- PROBLEMA POSTO
Conta le righe dei record qui sotto che contengono la parola "chrome" e scrivi soltanto il numero.

─── MATERIALE FORNITO

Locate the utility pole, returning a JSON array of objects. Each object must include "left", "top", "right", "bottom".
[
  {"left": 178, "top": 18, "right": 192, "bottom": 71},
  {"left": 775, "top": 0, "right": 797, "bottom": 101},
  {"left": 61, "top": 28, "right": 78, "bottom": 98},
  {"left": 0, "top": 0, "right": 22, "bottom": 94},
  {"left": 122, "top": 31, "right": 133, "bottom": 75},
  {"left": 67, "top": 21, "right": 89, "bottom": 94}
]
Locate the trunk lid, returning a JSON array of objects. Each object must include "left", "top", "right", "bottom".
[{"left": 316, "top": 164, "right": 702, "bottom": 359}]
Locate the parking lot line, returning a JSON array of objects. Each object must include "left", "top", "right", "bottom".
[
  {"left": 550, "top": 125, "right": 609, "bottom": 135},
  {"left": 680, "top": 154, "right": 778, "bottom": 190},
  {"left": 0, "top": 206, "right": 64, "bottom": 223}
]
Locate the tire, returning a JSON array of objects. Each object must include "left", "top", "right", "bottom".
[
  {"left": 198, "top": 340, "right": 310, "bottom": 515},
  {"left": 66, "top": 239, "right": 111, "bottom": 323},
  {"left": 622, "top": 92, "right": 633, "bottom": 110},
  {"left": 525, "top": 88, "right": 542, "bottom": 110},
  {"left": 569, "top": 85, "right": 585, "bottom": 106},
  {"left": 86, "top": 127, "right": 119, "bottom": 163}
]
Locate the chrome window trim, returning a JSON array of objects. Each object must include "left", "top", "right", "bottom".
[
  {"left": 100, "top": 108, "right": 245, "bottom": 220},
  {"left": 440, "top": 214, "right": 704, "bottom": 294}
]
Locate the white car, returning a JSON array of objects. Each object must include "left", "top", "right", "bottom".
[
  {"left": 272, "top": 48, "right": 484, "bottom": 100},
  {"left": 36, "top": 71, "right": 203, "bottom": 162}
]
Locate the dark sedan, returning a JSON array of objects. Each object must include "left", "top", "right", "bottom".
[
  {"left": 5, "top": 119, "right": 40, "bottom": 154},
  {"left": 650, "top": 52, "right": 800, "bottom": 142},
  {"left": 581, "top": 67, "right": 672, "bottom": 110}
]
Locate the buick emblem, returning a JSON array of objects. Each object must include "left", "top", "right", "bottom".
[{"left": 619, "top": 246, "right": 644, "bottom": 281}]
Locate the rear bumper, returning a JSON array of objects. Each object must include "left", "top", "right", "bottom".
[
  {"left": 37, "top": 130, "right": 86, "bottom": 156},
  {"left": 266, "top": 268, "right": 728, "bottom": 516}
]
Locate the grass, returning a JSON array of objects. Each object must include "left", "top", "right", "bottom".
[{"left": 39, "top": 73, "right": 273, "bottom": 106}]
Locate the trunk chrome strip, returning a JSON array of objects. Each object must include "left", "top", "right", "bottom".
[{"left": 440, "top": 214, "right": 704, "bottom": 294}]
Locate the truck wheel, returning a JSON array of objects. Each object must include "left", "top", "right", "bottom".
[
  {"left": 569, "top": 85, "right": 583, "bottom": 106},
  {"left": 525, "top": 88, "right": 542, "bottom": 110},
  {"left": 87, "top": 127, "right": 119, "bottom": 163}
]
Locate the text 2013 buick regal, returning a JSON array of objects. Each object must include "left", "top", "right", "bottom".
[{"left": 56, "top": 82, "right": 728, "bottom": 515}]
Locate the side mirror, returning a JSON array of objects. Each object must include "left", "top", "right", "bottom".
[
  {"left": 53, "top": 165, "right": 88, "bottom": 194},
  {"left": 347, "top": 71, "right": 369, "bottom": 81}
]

──────

- RISULTATO ATTESO
2